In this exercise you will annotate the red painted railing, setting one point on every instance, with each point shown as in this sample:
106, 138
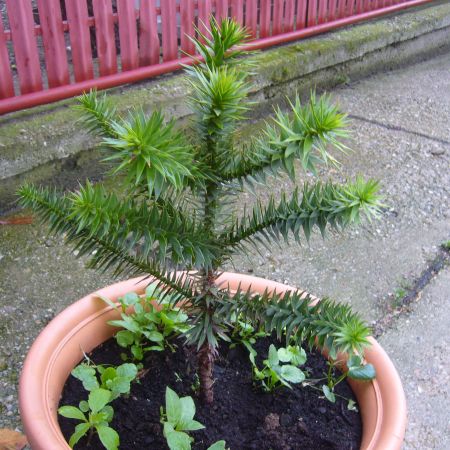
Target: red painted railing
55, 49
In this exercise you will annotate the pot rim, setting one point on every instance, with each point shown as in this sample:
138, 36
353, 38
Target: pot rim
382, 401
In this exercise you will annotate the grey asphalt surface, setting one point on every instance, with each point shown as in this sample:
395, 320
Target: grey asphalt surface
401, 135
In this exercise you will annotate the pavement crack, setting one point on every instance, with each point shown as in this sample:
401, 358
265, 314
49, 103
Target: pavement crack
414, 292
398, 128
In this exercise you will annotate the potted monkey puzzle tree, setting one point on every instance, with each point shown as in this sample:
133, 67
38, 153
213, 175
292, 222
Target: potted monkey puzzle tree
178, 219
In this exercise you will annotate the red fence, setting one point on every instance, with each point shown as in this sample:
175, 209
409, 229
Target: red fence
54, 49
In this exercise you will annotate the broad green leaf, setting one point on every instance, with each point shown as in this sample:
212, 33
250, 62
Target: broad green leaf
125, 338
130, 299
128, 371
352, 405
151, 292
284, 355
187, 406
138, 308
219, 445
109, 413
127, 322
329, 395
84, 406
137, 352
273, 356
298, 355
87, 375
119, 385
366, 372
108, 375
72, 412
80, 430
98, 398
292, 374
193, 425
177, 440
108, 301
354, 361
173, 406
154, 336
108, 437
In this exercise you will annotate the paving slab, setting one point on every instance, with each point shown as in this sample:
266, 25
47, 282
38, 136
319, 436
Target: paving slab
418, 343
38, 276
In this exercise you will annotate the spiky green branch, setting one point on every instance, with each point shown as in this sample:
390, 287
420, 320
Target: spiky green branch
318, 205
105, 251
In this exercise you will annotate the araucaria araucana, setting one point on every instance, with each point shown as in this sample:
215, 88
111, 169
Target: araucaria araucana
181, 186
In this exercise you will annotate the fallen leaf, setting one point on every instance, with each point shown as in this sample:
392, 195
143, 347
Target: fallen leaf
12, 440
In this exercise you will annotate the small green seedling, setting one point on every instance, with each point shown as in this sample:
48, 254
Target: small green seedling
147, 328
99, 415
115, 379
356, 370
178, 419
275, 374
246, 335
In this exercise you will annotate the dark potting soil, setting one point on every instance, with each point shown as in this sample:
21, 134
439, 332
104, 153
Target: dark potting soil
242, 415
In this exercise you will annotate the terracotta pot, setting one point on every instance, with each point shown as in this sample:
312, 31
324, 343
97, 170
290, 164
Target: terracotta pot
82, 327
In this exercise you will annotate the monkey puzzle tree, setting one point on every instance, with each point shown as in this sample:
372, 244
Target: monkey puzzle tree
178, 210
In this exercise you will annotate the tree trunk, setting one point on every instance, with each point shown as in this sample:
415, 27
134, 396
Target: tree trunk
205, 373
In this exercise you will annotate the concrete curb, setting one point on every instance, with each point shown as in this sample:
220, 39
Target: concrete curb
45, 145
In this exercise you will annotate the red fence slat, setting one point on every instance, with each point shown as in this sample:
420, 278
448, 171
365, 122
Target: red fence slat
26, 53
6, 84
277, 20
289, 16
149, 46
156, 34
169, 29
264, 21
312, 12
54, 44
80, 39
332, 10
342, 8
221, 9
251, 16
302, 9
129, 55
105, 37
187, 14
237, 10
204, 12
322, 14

━━━━━━━━━━━━━━━━━━━━

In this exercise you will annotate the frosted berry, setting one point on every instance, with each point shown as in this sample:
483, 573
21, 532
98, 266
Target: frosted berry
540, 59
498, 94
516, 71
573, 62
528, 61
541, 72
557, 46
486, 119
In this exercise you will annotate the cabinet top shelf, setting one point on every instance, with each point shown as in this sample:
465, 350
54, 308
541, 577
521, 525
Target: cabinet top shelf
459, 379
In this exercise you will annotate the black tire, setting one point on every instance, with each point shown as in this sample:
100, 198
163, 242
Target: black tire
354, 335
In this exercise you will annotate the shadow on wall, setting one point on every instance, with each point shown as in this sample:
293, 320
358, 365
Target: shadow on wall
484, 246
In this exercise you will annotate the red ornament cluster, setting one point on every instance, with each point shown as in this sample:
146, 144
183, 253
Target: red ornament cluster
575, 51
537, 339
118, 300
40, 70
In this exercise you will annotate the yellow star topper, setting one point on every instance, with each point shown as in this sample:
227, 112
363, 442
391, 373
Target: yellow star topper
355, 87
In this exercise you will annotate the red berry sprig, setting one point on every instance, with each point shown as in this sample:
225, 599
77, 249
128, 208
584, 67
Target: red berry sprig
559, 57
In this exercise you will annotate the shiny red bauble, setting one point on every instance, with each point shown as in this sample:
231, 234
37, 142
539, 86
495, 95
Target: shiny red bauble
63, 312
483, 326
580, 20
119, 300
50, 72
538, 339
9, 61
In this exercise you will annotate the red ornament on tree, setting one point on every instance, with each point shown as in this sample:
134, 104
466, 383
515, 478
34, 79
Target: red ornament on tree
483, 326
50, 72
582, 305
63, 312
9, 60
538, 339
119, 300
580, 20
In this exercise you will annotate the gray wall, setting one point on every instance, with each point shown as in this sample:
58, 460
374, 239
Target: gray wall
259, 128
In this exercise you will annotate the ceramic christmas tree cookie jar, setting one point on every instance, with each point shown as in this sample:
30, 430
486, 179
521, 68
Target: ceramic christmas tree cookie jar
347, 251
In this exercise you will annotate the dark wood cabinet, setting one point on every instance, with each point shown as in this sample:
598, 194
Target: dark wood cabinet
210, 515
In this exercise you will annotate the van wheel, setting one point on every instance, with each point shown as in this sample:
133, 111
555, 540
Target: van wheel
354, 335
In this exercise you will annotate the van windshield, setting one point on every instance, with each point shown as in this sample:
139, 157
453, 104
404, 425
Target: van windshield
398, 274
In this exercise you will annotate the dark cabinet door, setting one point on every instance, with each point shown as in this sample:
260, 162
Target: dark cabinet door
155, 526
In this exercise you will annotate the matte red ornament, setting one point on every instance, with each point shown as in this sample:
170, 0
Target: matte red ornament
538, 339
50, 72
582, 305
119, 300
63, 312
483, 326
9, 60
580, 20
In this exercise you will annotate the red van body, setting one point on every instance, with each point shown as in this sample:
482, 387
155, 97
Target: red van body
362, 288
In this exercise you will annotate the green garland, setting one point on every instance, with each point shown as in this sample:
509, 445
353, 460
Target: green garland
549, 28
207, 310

━━━━━━━━━━━━━━━━━━━━

## [Exercise brief]
Reproduce the entries exactly, from the line with "In this exercise you will annotate the red painted" to the line with "In this exercise you will annotate the broad", both lines included, keeping no pictures.

## [Solution for this problem]
In this exercise you will annotate the red painted railing, setting one point on every instance, with each point shown as in this sample:
106, 138
Target: red painted railing
55, 49
In this exercise you will annotate the pot rim, setting one point on every instance, with each point shown as in this sample:
138, 36
353, 38
Target: pot rim
382, 401
In this exercise you will annotate the grey asphalt surface, setting one point on every instance, with each point shown as in this sample:
395, 320
Target: grey asphalt surface
401, 135
In this exercise you will annotate the pavement crack, setting one point on every instance, with each point shown as in this sample:
401, 358
265, 314
49, 103
Target: pavement crack
414, 292
398, 128
In this exercise you will annotate the potted monkey puzzle tree, setting one point on every instance, with each point shown as in this sample:
133, 67
38, 153
213, 175
292, 222
Target: potted monkey puzzle tree
178, 219
In this exercise you will annotate the red fence, setting one point on every instance, with each point shown as in this sample:
175, 209
409, 229
Target: red fence
54, 49
In this exercise you will annotate the broad green leaf, setting one point on every instance, with each point shown as in this sample:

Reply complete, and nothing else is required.